===== STORED ROWS

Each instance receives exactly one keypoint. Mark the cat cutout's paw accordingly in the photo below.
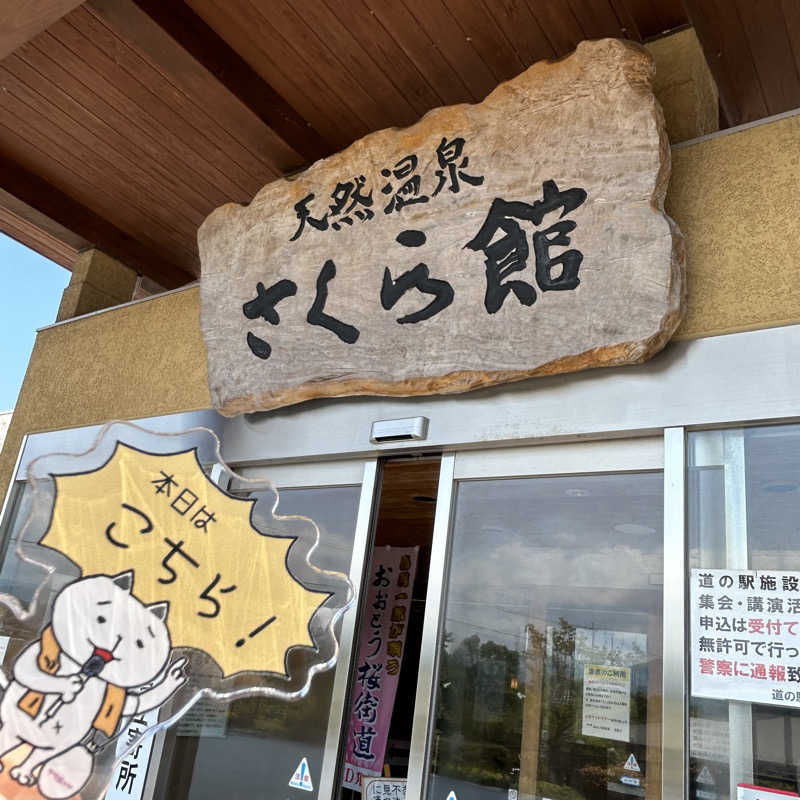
(72, 685)
(23, 776)
(176, 677)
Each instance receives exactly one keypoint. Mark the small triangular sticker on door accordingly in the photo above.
(302, 777)
(631, 764)
(705, 776)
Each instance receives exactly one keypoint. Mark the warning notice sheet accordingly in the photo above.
(745, 629)
(606, 702)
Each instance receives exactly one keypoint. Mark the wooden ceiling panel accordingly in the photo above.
(49, 101)
(598, 20)
(75, 169)
(730, 59)
(28, 190)
(327, 59)
(198, 63)
(389, 58)
(355, 56)
(251, 35)
(559, 24)
(766, 29)
(183, 126)
(483, 32)
(20, 22)
(435, 69)
(522, 31)
(455, 45)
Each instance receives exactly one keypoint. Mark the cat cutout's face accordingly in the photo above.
(99, 616)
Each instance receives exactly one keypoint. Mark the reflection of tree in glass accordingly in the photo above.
(479, 724)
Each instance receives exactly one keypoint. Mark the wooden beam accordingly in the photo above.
(36, 192)
(210, 50)
(42, 234)
(20, 22)
(730, 59)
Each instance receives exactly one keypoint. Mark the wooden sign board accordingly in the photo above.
(521, 236)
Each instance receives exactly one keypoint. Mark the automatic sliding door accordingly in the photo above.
(548, 680)
(252, 747)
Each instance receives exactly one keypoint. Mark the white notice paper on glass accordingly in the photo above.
(606, 702)
(745, 635)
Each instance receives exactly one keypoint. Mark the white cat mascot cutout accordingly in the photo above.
(103, 657)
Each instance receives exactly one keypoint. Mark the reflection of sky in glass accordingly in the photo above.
(518, 540)
(772, 500)
(331, 509)
(770, 494)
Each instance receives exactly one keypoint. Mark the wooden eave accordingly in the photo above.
(123, 123)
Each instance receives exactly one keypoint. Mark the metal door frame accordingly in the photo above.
(607, 456)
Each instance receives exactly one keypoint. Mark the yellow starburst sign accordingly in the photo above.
(229, 588)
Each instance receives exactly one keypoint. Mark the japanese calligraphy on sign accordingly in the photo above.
(745, 629)
(520, 236)
(380, 657)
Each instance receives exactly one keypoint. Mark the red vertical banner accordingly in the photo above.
(380, 655)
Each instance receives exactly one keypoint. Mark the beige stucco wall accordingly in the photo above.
(140, 360)
(737, 201)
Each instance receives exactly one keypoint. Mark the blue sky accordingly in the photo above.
(30, 292)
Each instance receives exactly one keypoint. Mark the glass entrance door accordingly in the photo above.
(546, 663)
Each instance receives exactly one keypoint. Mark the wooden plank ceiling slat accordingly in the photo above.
(198, 62)
(328, 62)
(63, 119)
(240, 133)
(765, 27)
(354, 56)
(42, 193)
(45, 72)
(49, 246)
(20, 22)
(192, 129)
(81, 173)
(437, 71)
(522, 31)
(481, 29)
(791, 15)
(598, 19)
(268, 54)
(727, 50)
(559, 24)
(451, 41)
(390, 58)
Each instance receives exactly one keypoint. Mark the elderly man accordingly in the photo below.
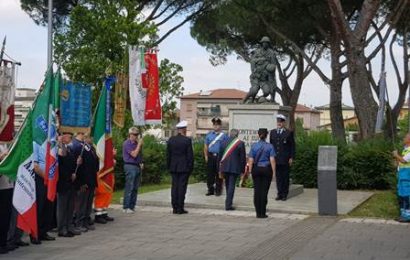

==========

*TASK TO CARRY OUT*: Identify each line in the listing above that contains the string "notice", matching case exactly, and copy those lines out.

*TASK ANSWER*:
Each instance receives exactly one keypoint. Mark the warning notice sheet accordingly in the photo above.
Each instance receives exactly one keypoint. Mark the white notice paper on glass accordingly in the photo above.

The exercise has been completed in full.